— start SELECTION —

Deep wisdom meets true child-like creativity in Andrea Mastrovito’s work. Eternal human questions-Who are we? From where do we come? Where are we going?-are raised and developed with honest simplicity, the only answer lying in an acceptance of the natural life cycle. Death, creation, and re-creation are always present in Mastrovito’s work. Mastrovito creates a lot using very little. He has a child’s genius, an ability to create something out of nothing. His installations-each one made for the space that inspired it-use all available media and materials, from drawing, animation, video, and music to toys and pieces of furniture. Marie Noelle Farcy, curator of the Mudam Museum in Luxembourg, wrote of Mastrovito: “A troublemaker who pushes things to the limit, he takes boundless pleasure in creation…For [him], what is commonly called inspiration is very close to a breath, a pulsation, or an instinct, or more generally a way of being in the world.”
Laura Tansini: What is your concept of the life cycle?
Andrea Mastrovito: The idea of the life cycle is something I have always dealt with, though perhaps initially unwittingly. In Enciclopedia dei fiori da giardino (2009), first we have a flower, and from the flower, we pass to a tree, from the tree to wood, from wood to paper, from paper to book, and then back to the flower. In my works, the discourse turns continually from creation to re- creation, passing inexorably through destruction. In another work, The Modern Prometheus (2012), I drew a series of images portraying some of the characters from the novel Frankenstein. In the book, they were killed by the monster; in my work, they are shown being shot against a stone wall. Each figure is a pencil sketch. The bullet holes are real holes made by the very pencil that gave life to the characters. The pencil is both a creative and a destructive force.

— end SELECTION —
— start EXCERPTED RECORDS —

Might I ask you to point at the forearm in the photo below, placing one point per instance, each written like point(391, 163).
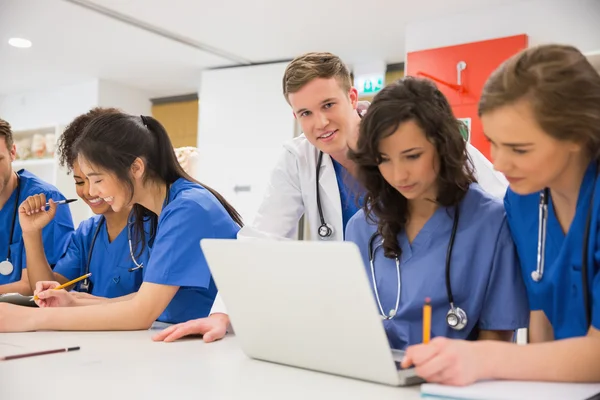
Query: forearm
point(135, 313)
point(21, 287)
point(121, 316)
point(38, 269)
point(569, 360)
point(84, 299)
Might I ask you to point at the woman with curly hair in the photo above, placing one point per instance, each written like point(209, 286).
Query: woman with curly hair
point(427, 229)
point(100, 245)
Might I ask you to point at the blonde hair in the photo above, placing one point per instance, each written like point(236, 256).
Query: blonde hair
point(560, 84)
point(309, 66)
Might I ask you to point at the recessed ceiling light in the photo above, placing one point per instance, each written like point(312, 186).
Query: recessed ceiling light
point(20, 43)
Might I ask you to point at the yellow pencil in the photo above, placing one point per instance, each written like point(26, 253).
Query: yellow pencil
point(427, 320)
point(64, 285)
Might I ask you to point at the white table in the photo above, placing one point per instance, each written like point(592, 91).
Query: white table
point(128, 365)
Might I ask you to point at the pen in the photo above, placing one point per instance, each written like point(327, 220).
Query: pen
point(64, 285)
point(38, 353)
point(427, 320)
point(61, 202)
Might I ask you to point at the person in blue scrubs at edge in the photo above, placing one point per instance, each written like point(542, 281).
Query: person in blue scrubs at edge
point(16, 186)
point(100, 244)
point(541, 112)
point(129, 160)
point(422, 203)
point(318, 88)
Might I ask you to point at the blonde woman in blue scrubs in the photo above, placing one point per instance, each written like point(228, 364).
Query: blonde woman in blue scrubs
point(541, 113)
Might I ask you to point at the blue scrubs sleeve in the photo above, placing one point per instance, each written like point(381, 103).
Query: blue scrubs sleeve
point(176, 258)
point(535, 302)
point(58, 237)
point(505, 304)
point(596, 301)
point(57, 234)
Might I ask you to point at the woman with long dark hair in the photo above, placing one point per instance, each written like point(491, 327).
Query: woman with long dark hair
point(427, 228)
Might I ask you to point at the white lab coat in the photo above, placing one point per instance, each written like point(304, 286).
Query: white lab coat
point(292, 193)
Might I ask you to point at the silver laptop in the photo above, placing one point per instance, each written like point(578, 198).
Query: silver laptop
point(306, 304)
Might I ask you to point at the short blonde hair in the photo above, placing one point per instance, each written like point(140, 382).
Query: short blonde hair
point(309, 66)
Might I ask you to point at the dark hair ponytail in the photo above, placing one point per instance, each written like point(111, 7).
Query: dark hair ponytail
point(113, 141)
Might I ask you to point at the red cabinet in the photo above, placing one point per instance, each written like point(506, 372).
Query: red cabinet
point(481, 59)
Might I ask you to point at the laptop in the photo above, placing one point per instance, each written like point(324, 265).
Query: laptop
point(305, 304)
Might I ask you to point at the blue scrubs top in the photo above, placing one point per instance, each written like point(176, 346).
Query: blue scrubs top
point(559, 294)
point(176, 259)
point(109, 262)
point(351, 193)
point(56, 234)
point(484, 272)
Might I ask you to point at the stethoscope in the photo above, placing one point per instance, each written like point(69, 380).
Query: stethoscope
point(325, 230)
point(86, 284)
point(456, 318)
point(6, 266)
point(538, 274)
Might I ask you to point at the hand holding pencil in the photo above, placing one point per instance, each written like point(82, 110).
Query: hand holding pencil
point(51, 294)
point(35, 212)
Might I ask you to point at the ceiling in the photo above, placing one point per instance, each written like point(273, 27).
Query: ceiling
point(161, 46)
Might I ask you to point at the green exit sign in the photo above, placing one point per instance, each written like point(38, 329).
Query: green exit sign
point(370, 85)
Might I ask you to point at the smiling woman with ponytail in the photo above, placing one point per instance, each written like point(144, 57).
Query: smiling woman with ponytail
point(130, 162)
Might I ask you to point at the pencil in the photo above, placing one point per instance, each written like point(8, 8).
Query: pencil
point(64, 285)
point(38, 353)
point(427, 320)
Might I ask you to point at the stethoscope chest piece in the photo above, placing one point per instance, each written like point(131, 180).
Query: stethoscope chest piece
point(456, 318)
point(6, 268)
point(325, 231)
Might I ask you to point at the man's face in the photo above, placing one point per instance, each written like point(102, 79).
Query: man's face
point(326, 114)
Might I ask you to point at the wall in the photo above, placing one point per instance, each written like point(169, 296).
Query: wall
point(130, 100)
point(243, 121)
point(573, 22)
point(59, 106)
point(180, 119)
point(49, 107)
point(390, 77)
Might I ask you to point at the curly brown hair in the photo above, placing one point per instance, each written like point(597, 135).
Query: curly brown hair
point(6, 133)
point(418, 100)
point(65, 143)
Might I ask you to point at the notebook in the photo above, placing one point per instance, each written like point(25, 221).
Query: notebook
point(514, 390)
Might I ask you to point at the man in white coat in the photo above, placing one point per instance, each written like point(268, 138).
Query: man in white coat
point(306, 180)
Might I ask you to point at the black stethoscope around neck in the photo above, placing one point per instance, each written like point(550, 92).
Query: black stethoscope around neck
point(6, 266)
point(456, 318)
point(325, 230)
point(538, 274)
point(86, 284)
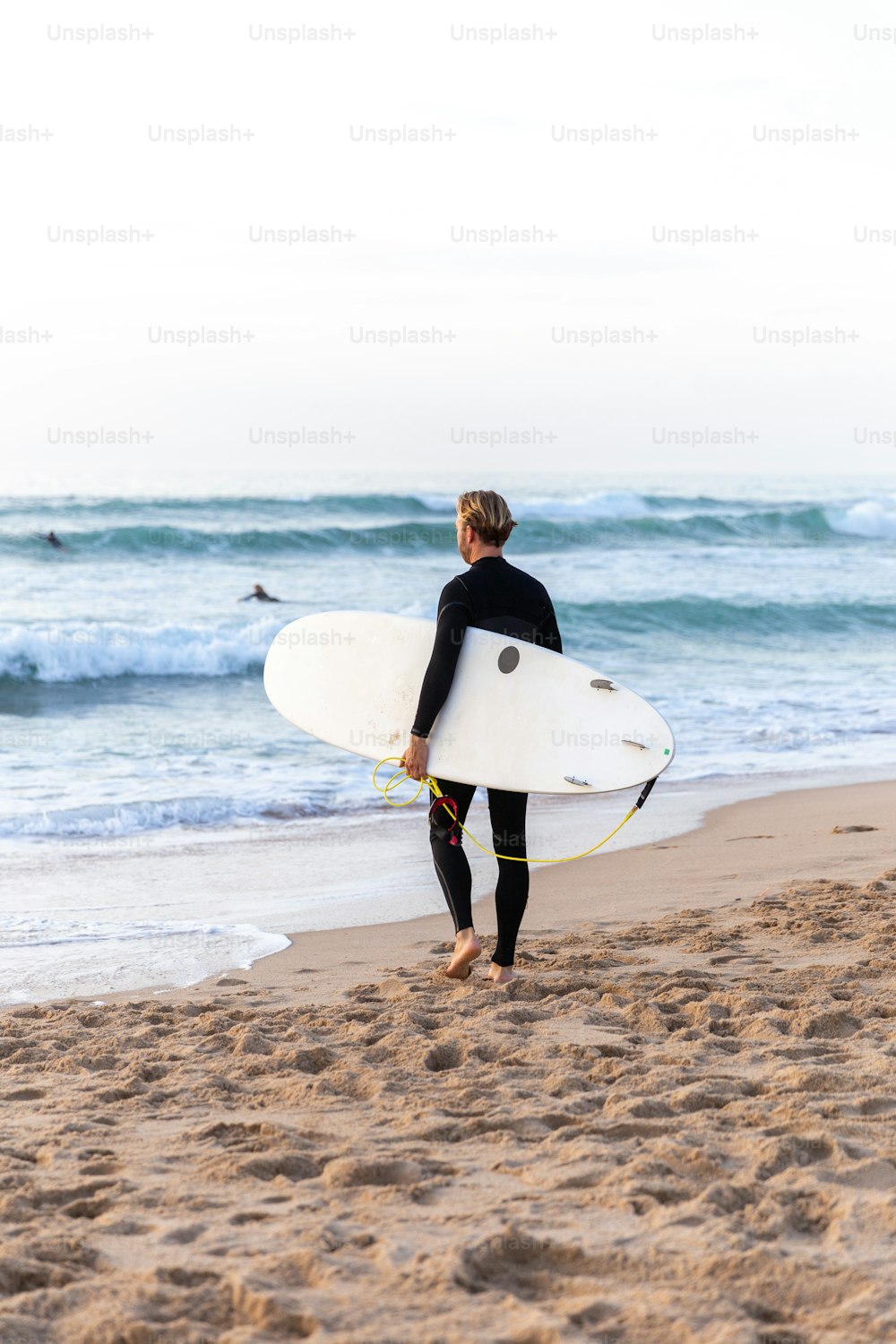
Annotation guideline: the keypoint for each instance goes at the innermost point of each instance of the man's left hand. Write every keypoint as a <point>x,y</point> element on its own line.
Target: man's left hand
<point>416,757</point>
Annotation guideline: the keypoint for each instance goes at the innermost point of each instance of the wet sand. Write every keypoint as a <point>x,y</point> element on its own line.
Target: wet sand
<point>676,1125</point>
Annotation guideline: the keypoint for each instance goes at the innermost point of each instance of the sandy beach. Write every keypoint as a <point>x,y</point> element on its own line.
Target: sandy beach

— end EXCERPTED RECORDS —

## [GIVEN TASK 1]
Reproduce verbatim the passage of the Mastrovito interview from "Andrea Mastrovito: The" to "a destructive force.".
## [GIVEN TASK 2]
Extend the interview with Andrea Mastrovito beyond its final sentence.
These rows were drawn from a separate source.

## [WRITTEN REPLY 1]
Andrea Mastrovito: The idea of the life cycle is something I have always dealt with, though perhaps initially unwittingly. In Enciclopedia dei fiori da giardino (2009), first we have a flower, and from the flower, we pass to a tree, from the tree to wood, from wood to paper, from paper to book, and then back to the flower. In my works, the discourse turns continually from creation to re- creation, passing inexorably through destruction. In another work, The Modern Prometheus (2012), I drew a series of images portraying some of the characters from the novel Frankenstein. In the book, they were killed by the monster; in my work, they are shown being shot against a stone wall. Each figure is a pencil sketch. The bullet holes are real holes made by the very pencil that gave life to the characters. The pencil is both a creative and a destructive force.

## [WRITTEN REPLY 2]
LT: What is your personal position about life and death?
AM: I do not accept the idea of death and defeat; but knowing it, investigating it, and understanding the strong cathartic value of failure and destruction is one way to tackle it, perhaps also a way not to think about it right through.
LT: Drawing seems to be your natural medium.
AM: Yes, because for me, to draw is to know. Drawing creates a symbolic form of reality through the use of an expanded perspective, which in its guidelines includes not only the three dimensions but also the time of creation and of viewing. From video animation to installations, I tend to involve the viewer both physically and emotionally; drawing is the point of contact between reality and artifice.
LT: How do ideas for new works come to you?
AM: First from the site in which I am asked to create. Sometimes I look for a space that inspires me. Ideas come also from talking; through continuous dialogue with my assistants and curators, I understand what I will do. Ideas come also from reading.
LT: So you keep up a continuous exchange of ideas until you reach what you are looking for?
AM: Yes, but the first strong kick comes from the space: gallery, museum, abandoned spaces, or sites with a strong personality, a story going back through centuries. For example, I recently created a series of three different, but connected, site-specific installations for three castles in France—the Château des Adhémar, the Château de Grignan or Rochers-Sévigné, and the Château de Suze-la-Rousse. The installation at the Château de Grignan is permanent.
LT: When you started working on this project (about two months before its opening), did you know what you would do?
AM: I had an idea, but for me, it is very important to be in the place and to discuss. Luckily enough, a curator I had known in New York came to my Brooklyn studio. We talked about my project, and during our discussion, I knew what I would do. I need to know the story of the place, especially old places with a strong history.
The title of the three-part exhibition, “N’importe où hors du monde” (“It doesn’t matter where, out of the world”) is easily understood. The first castle, the Château des Adhémar, was a prison. Anyone confined to a prison would like to be elsewhere.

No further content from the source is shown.